Rewrite every line from the one containing "For the image above, locate every pitch" through the one containing "[293,42,550,211]", inclusive, requests included. Add -121 to each coordinate in the answers.

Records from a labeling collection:
####################

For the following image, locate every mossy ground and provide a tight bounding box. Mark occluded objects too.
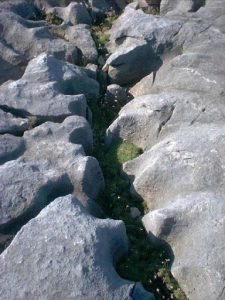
[90,98,186,300]
[90,4,187,300]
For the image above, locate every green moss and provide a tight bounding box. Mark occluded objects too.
[30,10,63,25]
[90,98,186,300]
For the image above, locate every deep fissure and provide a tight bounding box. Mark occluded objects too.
[89,9,187,300]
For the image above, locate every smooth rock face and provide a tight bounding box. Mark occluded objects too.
[104,84,129,106]
[160,0,205,14]
[0,109,30,135]
[0,53,99,120]
[66,24,98,64]
[0,116,104,230]
[0,195,153,300]
[103,5,182,85]
[0,134,25,164]
[47,1,91,25]
[106,0,225,300]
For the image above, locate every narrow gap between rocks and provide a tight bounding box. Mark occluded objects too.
[89,8,187,300]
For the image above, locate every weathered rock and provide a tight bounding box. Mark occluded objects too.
[66,24,98,64]
[130,206,141,219]
[0,160,72,230]
[104,6,182,85]
[0,54,99,120]
[0,0,84,82]
[0,195,153,300]
[0,116,104,230]
[0,109,29,135]
[47,1,91,25]
[160,0,205,14]
[107,0,225,300]
[143,192,225,299]
[104,84,129,106]
[103,38,161,85]
[124,124,225,209]
[0,134,25,164]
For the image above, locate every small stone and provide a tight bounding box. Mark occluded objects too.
[130,206,141,219]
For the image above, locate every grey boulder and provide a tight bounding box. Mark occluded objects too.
[0,134,25,164]
[46,1,91,25]
[0,53,99,120]
[0,116,104,231]
[0,195,154,300]
[0,109,30,135]
[104,84,129,106]
[103,6,182,85]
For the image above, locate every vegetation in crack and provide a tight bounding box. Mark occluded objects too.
[89,5,187,300]
[29,9,63,25]
[90,97,186,300]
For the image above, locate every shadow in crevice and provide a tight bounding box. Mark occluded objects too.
[189,0,206,12]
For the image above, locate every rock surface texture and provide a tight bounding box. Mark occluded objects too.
[0,0,154,300]
[0,195,153,300]
[0,0,225,300]
[106,0,225,300]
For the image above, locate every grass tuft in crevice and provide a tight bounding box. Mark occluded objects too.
[90,98,187,300]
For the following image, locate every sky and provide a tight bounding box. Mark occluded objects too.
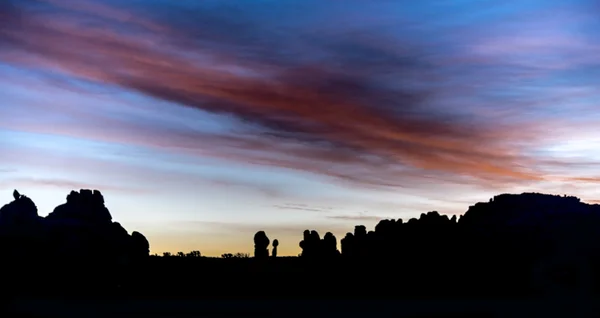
[0,0,600,256]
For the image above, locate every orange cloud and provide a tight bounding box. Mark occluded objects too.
[0,0,568,191]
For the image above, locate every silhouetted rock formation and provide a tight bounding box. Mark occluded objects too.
[300,230,339,259]
[254,231,271,258]
[271,239,279,257]
[0,189,149,265]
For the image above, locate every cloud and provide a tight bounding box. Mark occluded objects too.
[0,0,593,193]
[273,203,333,212]
[327,213,386,221]
[0,178,149,194]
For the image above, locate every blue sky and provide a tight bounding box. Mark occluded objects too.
[0,0,600,255]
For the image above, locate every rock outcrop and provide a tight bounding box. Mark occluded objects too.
[0,189,149,264]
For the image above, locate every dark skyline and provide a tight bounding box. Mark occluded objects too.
[0,0,600,256]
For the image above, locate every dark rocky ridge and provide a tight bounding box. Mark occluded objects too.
[0,189,149,263]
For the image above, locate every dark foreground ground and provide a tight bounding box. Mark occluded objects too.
[0,257,600,318]
[3,298,600,318]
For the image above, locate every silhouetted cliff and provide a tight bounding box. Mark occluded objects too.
[0,189,149,263]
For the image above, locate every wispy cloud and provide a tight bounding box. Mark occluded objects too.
[0,0,594,193]
[0,178,151,194]
[273,203,333,212]
[327,213,386,222]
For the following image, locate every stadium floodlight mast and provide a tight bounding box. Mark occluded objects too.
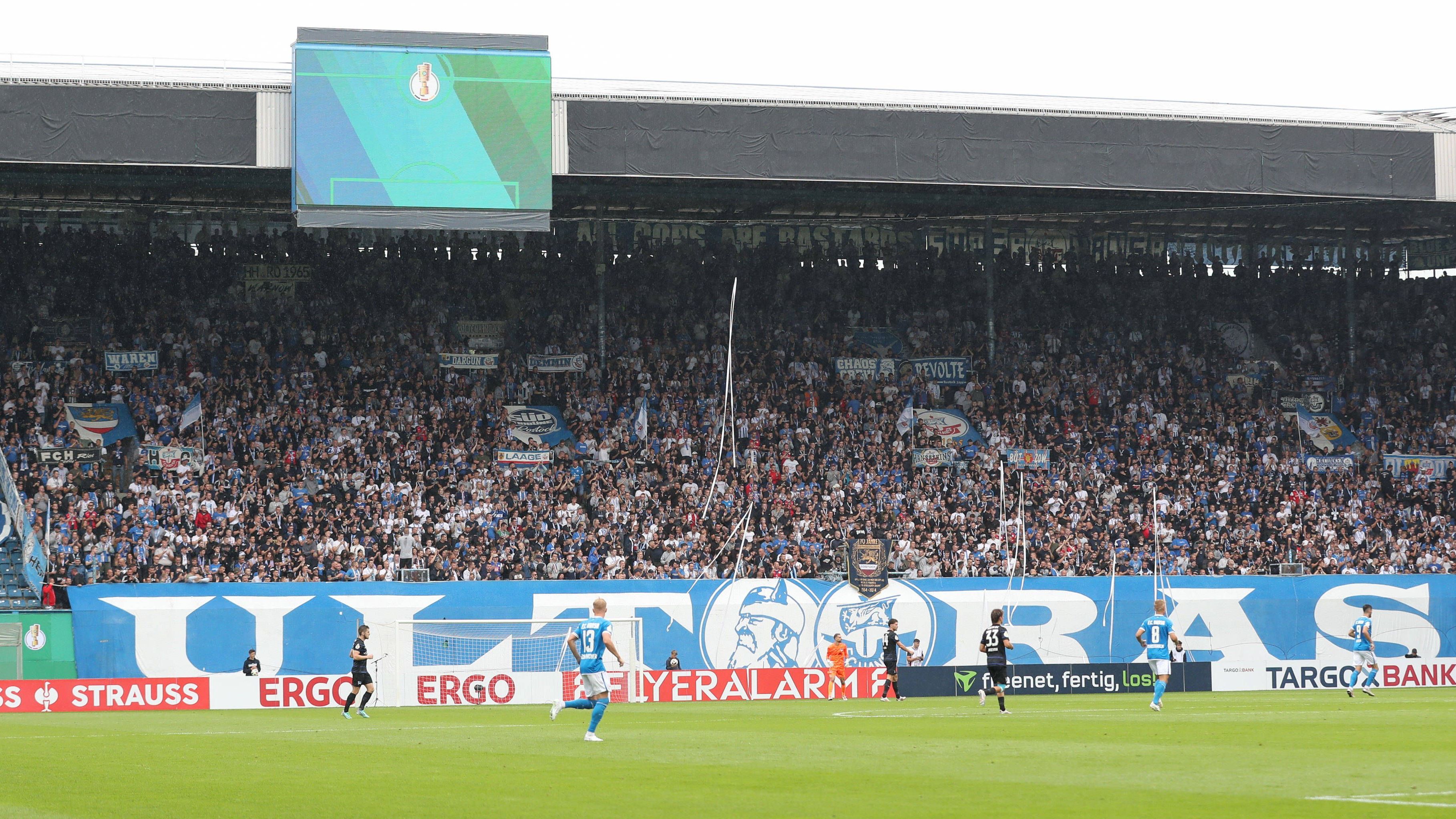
[703,276,738,511]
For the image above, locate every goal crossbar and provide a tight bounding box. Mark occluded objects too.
[380,618,642,704]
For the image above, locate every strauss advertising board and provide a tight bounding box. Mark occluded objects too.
[71,576,1456,707]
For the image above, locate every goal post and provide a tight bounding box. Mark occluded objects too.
[376,618,642,705]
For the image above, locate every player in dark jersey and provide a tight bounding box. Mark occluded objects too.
[344,625,374,720]
[981,609,1015,714]
[881,619,910,701]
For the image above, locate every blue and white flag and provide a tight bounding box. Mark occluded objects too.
[66,404,137,446]
[178,392,202,433]
[505,404,577,447]
[106,350,157,373]
[914,410,986,446]
[1299,404,1358,452]
[855,328,904,358]
[895,398,914,434]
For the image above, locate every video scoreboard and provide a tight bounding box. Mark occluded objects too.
[293,28,552,230]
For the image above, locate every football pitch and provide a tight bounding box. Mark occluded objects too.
[0,689,1456,819]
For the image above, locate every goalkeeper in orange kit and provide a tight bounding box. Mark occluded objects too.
[824,634,849,700]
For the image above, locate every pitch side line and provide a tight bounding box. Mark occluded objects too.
[1305,790,1456,807]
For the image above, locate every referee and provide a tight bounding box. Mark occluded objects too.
[981,609,1015,714]
[344,625,374,720]
[879,618,910,701]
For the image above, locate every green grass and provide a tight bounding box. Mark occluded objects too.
[0,689,1456,819]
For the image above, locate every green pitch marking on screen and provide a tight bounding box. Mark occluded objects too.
[293,42,550,211]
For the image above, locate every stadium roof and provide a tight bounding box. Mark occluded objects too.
[0,55,1456,203]
[0,54,1456,133]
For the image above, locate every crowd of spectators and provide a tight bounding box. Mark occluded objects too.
[0,220,1456,603]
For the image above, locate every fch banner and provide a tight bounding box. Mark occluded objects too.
[526,353,587,373]
[1383,453,1456,478]
[70,574,1456,691]
[106,350,157,373]
[900,356,970,385]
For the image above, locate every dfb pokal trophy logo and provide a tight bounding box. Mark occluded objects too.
[35,682,61,711]
[409,62,440,102]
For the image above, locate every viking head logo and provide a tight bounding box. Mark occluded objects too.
[728,580,805,669]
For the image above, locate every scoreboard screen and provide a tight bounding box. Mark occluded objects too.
[293,29,552,230]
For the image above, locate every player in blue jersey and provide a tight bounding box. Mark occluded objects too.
[1137,599,1181,711]
[1345,603,1379,696]
[550,598,626,742]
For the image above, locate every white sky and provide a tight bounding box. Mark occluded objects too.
[0,0,1456,109]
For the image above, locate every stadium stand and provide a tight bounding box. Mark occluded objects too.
[0,220,1456,605]
[0,58,1456,608]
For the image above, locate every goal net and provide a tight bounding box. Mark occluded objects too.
[377,618,642,705]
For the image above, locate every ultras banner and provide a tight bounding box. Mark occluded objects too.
[62,574,1456,689]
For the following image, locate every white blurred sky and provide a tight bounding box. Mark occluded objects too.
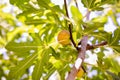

####################

- [ANSWER TO THE PROBLEM]
For the image above, locate every pitch side line and provide a tight bounding box. Mark occluded objects too.
[1184,669,1335,686]
For the image above, locate every referee and provide a tight bounding box. Mark occluded objects too.
[860,488,894,593]
[223,504,253,599]
[758,497,789,580]
For the image above, locate every green grass and provide a tight bounding box. Mark occluded objects too.
[-121,568,1335,698]
For the image above, locate every green pitch marking on screen and provide a tight bounding box. Mark occluded objects too.
[172,-79,429,90]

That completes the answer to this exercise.